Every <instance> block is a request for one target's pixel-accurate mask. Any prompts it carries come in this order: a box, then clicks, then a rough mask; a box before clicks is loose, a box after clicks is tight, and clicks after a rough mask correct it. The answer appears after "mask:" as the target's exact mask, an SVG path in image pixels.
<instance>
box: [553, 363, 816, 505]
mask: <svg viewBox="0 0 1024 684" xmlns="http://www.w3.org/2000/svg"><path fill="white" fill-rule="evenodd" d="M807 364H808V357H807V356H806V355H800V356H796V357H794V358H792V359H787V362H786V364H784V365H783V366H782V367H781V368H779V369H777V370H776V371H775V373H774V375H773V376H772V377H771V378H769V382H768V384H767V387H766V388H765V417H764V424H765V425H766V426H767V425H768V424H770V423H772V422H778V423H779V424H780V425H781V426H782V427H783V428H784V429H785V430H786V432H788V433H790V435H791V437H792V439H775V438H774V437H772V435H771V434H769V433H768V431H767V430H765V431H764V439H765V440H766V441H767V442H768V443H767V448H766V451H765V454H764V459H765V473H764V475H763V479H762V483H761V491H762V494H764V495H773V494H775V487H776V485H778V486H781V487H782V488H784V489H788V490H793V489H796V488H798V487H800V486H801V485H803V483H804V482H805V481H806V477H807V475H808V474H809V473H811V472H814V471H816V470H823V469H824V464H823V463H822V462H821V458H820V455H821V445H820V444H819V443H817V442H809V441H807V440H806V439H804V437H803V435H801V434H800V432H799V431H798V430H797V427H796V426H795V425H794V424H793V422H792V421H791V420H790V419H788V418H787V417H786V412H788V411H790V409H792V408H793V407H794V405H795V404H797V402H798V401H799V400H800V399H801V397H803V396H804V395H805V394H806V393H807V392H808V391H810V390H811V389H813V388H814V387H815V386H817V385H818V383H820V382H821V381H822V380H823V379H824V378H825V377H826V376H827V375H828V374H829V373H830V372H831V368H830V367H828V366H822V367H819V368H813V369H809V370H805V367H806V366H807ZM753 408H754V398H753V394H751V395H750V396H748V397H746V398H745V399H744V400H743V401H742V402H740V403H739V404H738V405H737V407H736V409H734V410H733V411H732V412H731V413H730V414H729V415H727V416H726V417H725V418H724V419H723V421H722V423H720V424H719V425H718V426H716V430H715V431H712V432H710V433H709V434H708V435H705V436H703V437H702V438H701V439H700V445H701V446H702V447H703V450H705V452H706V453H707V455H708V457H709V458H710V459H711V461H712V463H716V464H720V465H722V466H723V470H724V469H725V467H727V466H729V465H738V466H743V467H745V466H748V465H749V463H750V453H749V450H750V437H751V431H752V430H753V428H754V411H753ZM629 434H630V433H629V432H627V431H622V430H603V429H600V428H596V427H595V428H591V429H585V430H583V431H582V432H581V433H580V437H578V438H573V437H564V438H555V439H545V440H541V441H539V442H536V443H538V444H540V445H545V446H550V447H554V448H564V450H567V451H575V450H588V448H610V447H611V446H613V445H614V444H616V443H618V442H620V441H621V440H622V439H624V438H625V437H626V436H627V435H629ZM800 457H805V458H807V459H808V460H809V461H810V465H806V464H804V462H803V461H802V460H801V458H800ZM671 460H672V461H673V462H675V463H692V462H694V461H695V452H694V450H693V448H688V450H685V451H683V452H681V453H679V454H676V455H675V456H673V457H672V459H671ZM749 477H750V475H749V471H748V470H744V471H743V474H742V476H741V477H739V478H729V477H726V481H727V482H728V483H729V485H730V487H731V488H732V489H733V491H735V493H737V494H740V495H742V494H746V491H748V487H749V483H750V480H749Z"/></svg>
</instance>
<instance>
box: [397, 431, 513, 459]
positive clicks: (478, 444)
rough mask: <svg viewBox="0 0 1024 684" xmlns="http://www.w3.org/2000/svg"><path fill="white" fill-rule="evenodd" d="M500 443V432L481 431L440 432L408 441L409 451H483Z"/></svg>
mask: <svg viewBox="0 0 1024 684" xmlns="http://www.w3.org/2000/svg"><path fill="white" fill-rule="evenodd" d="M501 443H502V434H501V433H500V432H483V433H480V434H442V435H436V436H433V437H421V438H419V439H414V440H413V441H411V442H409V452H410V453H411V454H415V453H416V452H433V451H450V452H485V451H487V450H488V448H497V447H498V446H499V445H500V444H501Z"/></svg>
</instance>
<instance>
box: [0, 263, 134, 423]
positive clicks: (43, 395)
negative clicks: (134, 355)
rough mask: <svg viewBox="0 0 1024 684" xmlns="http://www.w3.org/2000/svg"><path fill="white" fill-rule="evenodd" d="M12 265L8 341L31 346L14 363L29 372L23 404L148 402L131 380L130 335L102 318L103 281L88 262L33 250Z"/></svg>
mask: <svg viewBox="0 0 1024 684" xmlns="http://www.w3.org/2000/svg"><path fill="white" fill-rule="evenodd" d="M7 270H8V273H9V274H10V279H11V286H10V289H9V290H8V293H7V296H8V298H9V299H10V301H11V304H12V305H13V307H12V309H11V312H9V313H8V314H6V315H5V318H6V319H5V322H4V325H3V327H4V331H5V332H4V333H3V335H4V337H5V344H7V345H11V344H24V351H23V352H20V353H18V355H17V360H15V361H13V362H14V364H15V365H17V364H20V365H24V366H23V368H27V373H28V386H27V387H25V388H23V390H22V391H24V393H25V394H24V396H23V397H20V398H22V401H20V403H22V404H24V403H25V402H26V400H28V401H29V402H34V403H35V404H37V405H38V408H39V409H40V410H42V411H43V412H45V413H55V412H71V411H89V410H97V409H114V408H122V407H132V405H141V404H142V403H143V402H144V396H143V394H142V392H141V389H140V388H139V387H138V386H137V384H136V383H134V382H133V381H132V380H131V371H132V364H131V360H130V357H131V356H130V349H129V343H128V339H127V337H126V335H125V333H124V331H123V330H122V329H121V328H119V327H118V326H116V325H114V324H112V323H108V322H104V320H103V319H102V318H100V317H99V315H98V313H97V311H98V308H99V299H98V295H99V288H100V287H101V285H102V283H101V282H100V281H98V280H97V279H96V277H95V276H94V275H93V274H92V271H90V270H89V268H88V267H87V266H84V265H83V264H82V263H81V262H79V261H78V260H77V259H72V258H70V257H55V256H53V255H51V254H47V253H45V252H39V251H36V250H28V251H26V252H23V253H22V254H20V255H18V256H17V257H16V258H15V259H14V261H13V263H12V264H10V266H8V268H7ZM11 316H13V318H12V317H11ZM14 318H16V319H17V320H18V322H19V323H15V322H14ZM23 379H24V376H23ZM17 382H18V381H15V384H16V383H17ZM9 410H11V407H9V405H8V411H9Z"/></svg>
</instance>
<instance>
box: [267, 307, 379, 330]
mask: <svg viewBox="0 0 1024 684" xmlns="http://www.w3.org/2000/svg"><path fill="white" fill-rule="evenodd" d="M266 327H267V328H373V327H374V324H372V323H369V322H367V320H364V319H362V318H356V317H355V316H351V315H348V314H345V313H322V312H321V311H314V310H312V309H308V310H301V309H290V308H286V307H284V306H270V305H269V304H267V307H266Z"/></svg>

════

**ACTIVITY:**
Update the rows from the start through the line that contains "box: [553, 363, 816, 505]" by swapping "pixel-accurate" for "pixel-perfect", and leave everything else as it is.

**REPLY:**
Every <instance> block is a request for one target's pixel-perfect mask. Any prompts it carries come in this order: a box, then clicks, then a rough mask; a box before clicks is loose, a box after clicks is tight, and clicks after a rough mask correct it. The answer appears after "mask:" as the target's exact mask, an SVG path in image pixels.
<instance>
box: [553, 363, 816, 505]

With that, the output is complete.